TO-DO LIST:
1. In the blog post about the Peaceful Assembly Act, which article of the constitution already gives the people the right to freedom of assembly?
2. Please copy the blog post word for word, starting at "Hishamuddin’s Police Assaulting" and ending at "excesses and corruption.".
──────── PROVIDED TEXT ────────
Tuesday, November 22, 2011

Hishamuddin’s Police Assaulting Protesters Booze and ladies, all you need in life.


Prime Minister Najib Razak will be tabling the ‘Peaceful Assembly Act’ this week, according to both the mainstream and web media. Translated, this means that Najib will be tabling an Act that will try to stop the people from demonstrating against the BN’s excesses and corruption.
There is no need for any such Act to be tabled by that master of hypocrisy, Najib Razak. Article 10 of the constitution already gives the people the right to freedom of assembly.
In the past, BN governments have been able to stop the people from demonstrating by the use of intimidation, by instilling fear in the people and by brute police force. But the BN, and Najib, know that those methods no longer work.
Bersih, a defining moment
The tens of thousands who came out for the Bersih demo proved that the people will no longer be cowed by such tactics. The people will no longer allow themselves to be terrorized by a despotic BN administration. The people are now willing to risk their safety to stand up for their rights.
This despite the most draconian measures being taken by the police to stop Bersih 2.0, including shutting down KL Central, the capital’s transportation hub and wanton brute force unleashed on peaceful protestors. It was a defining moment in Malaysian history and a proud moment for its citizens.
Recent history in the Middle-East has shown us that batons, tear gas, propaganda and guns are futile against a determined people. Mubarak’s entire security apparatus, his secret police, his gangs of thugs crumbled in the face of the unarmed, fragile ordinary Egyptians, men and women, gathered in Tahir Square.
Gaddafi reacted with barbaric brutality, launching a merciless war against his own countrymen. We know his fate, we watched it on TV. His son, Saif, for all his bluster and threats to fight to the last bullet, looked at the cameras with frightened eyes, after his capture. Tyrants are no different from their citizens; in the end we are all fragile sacks of meat and bone; though few seem to remember that when they are in power.
──────── RAW DATA ────────
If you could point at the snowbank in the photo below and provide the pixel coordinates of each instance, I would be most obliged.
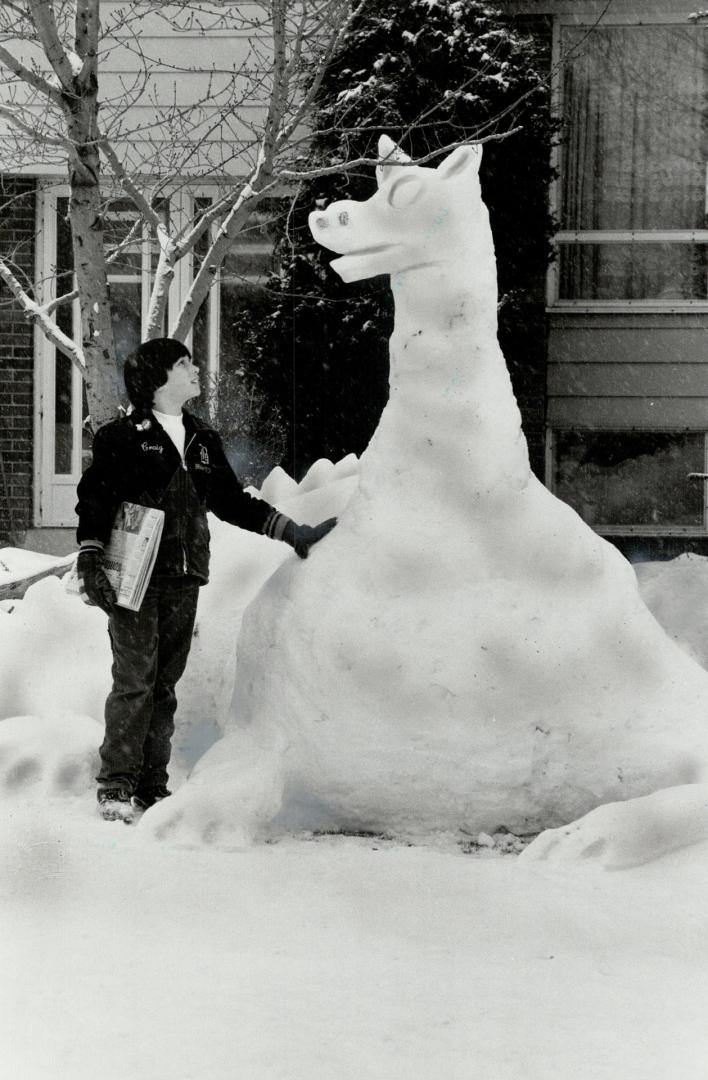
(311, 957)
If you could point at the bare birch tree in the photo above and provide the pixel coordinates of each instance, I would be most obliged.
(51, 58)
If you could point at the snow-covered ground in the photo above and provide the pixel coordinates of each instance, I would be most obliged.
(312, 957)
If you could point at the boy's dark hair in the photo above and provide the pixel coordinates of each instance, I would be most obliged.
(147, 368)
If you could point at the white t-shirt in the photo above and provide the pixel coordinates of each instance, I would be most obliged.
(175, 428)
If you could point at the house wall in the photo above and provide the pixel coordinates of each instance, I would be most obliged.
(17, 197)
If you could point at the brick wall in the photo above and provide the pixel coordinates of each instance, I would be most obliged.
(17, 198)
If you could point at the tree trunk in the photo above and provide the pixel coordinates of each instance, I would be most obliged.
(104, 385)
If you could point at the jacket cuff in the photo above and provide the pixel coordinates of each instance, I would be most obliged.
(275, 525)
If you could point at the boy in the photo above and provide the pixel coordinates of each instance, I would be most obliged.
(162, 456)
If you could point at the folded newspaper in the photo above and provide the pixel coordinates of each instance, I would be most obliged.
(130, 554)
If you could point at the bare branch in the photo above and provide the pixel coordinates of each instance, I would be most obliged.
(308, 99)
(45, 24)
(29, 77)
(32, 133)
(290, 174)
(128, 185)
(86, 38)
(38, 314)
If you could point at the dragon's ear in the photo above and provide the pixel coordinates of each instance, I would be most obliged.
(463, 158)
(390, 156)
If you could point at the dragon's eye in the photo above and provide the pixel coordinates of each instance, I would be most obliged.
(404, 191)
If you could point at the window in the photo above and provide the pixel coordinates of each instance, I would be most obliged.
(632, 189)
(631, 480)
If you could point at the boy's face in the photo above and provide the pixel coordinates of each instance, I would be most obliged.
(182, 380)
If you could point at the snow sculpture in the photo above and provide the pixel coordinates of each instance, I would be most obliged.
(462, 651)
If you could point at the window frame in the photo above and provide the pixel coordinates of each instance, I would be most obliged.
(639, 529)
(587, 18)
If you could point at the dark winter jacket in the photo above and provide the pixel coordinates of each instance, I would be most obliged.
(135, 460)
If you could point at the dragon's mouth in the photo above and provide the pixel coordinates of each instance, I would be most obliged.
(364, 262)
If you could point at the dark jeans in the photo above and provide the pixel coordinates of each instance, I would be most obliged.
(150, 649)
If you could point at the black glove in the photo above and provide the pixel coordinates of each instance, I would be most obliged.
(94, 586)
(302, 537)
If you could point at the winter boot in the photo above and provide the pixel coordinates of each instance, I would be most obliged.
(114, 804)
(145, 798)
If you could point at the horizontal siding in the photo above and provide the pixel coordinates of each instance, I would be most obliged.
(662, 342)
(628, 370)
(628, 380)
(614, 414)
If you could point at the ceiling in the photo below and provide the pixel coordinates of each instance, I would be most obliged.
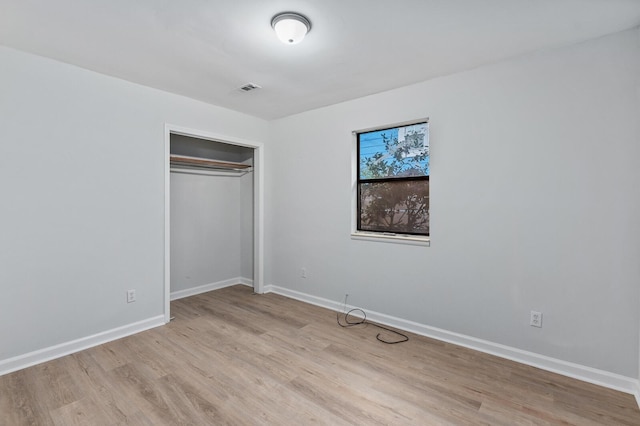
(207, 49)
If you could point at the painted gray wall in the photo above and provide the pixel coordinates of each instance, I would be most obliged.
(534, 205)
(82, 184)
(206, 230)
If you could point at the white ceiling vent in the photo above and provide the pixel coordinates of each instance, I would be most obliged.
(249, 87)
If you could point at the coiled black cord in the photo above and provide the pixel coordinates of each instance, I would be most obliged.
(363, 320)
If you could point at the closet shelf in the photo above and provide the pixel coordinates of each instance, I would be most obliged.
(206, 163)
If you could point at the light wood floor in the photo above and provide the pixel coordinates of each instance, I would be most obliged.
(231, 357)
────────
RESPONSES TO THE TASKS:
1. Article 10

2.
Hishamuddin’s Police Assaulting Protesters Booze and ladies, all you need in life.


Prime Minister Najib Razak will be tabling the ‘Peaceful Assembly Act’ this week, according to both the mainstream and web media. Translated, this means that Najib will be tabling an Act that will try to stop the people from demonstrating against the BN’s excesses and corruption.